## [Your goal]
Copy out, with no changes, the stretch of rows below from the line containing "Find the keyboard" through the end of the rows, including both the first and last lines.

(Spatial annotation rows)

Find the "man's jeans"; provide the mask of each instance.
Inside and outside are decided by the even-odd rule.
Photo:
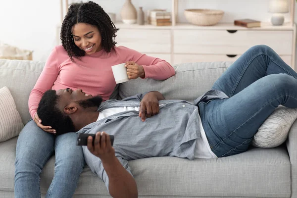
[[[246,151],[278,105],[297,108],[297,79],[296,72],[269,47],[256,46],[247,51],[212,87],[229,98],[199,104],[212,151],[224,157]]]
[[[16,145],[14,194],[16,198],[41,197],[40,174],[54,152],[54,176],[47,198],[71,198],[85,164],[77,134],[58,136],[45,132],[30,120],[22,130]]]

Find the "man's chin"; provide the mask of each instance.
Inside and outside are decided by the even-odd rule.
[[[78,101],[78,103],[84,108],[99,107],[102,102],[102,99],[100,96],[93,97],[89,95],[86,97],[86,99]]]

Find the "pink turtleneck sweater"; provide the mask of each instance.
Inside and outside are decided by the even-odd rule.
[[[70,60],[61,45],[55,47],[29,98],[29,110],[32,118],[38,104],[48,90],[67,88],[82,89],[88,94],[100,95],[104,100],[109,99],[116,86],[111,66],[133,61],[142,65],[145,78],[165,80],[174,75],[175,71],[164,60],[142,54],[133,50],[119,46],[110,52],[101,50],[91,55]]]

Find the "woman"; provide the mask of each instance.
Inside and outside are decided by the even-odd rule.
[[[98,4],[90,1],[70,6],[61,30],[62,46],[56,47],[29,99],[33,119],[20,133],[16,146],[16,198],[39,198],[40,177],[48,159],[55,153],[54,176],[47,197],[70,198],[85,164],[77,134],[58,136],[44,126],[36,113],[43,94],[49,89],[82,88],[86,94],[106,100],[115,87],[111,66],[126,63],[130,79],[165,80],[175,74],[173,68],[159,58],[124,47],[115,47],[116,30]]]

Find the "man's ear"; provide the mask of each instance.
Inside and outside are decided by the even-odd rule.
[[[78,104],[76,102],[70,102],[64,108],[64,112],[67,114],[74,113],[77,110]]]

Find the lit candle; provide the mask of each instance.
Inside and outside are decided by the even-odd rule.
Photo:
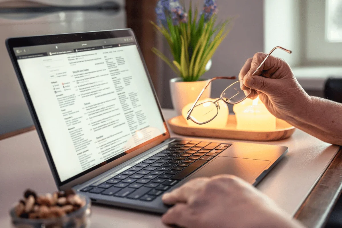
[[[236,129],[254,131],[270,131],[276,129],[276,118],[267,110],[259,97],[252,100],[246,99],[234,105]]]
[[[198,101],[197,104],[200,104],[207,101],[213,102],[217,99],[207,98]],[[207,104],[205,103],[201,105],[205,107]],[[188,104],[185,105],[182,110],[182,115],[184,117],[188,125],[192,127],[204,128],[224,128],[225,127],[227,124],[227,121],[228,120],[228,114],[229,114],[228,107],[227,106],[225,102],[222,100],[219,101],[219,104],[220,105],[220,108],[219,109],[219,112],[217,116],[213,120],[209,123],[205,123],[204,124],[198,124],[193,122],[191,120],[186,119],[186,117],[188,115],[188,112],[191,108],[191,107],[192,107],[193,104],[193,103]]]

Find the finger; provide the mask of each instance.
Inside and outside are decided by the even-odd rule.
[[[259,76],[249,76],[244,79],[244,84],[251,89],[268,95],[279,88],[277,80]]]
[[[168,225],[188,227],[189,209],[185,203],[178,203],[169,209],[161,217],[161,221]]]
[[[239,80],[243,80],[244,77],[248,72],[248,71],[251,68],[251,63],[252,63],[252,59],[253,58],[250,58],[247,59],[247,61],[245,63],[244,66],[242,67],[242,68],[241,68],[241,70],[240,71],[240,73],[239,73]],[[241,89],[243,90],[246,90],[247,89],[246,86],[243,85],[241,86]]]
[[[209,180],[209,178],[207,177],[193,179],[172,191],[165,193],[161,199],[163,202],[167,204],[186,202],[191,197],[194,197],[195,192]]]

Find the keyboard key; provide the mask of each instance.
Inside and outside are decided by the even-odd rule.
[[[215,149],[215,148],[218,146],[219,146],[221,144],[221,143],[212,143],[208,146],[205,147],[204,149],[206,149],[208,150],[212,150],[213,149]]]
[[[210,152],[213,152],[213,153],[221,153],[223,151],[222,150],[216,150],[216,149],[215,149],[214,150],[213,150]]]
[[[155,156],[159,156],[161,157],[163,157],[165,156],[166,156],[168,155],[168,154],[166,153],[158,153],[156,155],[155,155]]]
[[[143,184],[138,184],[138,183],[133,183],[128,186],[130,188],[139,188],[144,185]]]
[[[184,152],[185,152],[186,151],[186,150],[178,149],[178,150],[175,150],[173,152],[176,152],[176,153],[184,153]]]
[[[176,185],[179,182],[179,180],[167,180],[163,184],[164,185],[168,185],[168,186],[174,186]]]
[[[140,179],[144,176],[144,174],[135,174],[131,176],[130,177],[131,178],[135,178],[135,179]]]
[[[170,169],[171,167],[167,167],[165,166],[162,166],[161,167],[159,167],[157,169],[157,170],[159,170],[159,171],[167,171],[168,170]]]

## [Solution to the exercise]
Find the keyboard key; provide the mask of each instance.
Inside and outside are decided by the even-odd rule.
[[[215,149],[215,148],[218,146],[219,146],[221,144],[221,143],[212,143],[208,146],[205,147],[204,149],[206,149],[208,150],[212,150],[213,149]]]
[[[210,152],[213,152],[213,153],[221,153],[223,151],[222,150],[216,150],[216,149],[215,149],[214,150],[213,150]]]
[[[155,156],[159,156],[161,157],[163,157],[165,156],[166,156],[168,155],[168,154],[166,153],[158,153],[156,155],[155,155]]]
[[[143,184],[138,184],[138,183],[133,183],[128,186],[130,188],[139,188],[144,185]]]
[[[184,152],[185,152],[186,151],[186,150],[178,149],[178,150],[175,150],[173,152],[176,152],[176,153],[184,153]]]
[[[176,185],[179,182],[179,180],[167,180],[163,184],[164,185],[168,185],[168,186],[174,186]]]
[[[140,179],[144,176],[144,174],[135,174],[131,176],[130,177],[131,178],[135,178],[135,179]]]
[[[170,169],[171,167],[167,167],[165,166],[162,166],[161,167],[159,167],[157,169],[157,170],[159,170],[159,171],[167,171],[168,170]]]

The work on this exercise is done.